▶ _Task objective_
Reproduce only the stretch of entries below that begins at the first line and ends at the line holding "Target: sky".

▶ _Saved data entries_

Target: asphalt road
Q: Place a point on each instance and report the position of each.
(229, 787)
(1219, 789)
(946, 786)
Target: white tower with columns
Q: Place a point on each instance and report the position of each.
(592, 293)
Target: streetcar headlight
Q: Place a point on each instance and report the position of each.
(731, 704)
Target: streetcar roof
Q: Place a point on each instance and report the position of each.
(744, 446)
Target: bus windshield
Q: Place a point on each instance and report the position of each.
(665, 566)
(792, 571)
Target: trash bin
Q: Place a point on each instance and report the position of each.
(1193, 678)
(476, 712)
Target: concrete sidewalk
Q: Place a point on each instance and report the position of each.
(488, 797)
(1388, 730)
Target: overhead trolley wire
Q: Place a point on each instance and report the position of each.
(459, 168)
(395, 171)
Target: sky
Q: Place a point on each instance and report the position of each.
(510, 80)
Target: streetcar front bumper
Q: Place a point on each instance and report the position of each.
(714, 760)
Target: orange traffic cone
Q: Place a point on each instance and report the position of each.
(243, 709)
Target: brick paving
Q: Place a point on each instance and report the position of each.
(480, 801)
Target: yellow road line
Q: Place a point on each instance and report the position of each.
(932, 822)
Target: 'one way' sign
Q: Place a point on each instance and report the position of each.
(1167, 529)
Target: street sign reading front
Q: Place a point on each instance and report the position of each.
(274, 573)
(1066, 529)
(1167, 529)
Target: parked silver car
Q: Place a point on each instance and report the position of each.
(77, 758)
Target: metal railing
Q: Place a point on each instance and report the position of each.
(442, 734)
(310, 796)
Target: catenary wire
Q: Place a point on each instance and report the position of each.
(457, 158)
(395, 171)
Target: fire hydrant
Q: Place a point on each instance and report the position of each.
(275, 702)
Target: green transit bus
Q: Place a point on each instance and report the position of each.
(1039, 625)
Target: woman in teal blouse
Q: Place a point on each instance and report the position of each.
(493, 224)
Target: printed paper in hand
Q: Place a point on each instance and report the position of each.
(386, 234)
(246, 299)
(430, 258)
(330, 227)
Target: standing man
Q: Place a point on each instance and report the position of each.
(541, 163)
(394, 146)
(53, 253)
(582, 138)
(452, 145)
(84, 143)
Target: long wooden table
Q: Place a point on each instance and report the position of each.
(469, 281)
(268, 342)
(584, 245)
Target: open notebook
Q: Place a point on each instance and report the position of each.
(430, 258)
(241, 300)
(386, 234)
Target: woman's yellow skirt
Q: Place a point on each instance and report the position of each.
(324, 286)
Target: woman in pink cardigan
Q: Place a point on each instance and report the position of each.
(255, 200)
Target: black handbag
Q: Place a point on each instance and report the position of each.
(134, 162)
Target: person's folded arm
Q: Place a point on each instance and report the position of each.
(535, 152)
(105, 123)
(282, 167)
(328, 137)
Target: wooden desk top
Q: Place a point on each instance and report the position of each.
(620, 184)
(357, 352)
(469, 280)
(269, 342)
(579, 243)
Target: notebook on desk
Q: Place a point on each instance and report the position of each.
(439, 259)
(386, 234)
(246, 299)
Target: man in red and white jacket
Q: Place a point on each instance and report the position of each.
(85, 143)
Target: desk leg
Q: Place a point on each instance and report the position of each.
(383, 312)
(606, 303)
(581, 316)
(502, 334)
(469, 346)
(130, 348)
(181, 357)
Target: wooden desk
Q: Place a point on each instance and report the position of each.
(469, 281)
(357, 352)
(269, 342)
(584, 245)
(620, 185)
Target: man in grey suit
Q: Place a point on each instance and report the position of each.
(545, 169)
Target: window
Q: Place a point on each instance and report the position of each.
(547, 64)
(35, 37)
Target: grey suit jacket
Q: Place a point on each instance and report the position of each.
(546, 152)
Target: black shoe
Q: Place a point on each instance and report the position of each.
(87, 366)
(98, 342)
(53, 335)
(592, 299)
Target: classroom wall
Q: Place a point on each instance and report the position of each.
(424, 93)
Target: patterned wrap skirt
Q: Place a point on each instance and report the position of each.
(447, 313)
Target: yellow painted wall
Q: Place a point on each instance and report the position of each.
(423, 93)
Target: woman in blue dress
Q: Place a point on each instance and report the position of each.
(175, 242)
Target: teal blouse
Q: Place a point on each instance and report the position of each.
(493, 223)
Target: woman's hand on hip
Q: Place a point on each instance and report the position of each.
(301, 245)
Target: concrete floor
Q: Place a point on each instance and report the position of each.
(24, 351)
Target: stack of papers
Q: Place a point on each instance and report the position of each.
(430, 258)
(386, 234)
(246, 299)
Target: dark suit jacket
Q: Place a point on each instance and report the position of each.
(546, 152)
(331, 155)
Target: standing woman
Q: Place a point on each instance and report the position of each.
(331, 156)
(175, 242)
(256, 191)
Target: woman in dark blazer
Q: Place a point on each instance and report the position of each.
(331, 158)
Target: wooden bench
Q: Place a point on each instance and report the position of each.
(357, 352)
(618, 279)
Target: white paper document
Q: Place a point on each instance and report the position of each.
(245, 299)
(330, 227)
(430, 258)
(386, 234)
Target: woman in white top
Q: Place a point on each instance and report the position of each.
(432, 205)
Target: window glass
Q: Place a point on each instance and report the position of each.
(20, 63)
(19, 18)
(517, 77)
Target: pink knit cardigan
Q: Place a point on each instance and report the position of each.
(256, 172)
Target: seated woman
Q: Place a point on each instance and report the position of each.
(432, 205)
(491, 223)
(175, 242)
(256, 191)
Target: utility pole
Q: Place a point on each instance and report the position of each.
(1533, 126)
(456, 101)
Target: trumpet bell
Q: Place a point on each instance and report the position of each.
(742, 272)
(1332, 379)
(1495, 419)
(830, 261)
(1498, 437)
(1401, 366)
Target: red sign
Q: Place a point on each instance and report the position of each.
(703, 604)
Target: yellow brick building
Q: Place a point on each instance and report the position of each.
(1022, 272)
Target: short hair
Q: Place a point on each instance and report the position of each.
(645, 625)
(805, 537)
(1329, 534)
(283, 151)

▶ _Written answer_
Target: asphalt road
Q: Place a point on each instance and report the position of each.
(229, 787)
(1219, 789)
(946, 786)
Target: white tower with columns
Q: Place a point on each instance and report the position of each.
(592, 293)
Target: streetcar headlight
Q: Place a point on each instance and report the position of each.
(731, 704)
Target: streetcar roof
Q: Place a point on each instance and report the position of each.
(744, 446)
Target: bus windshield
Q: Place a point on each instance and report the position of each.
(665, 566)
(792, 571)
Target: trash bin
Q: Place a point on each instance and report the position of each.
(1193, 678)
(476, 712)
Target: concrete sidewalk
Q: Place a point on each instance and report the position of each.
(488, 797)
(1388, 730)
Target: overhead trolley wire
Q: Place a point on each instance and report the position of each.
(459, 168)
(395, 171)
Target: sky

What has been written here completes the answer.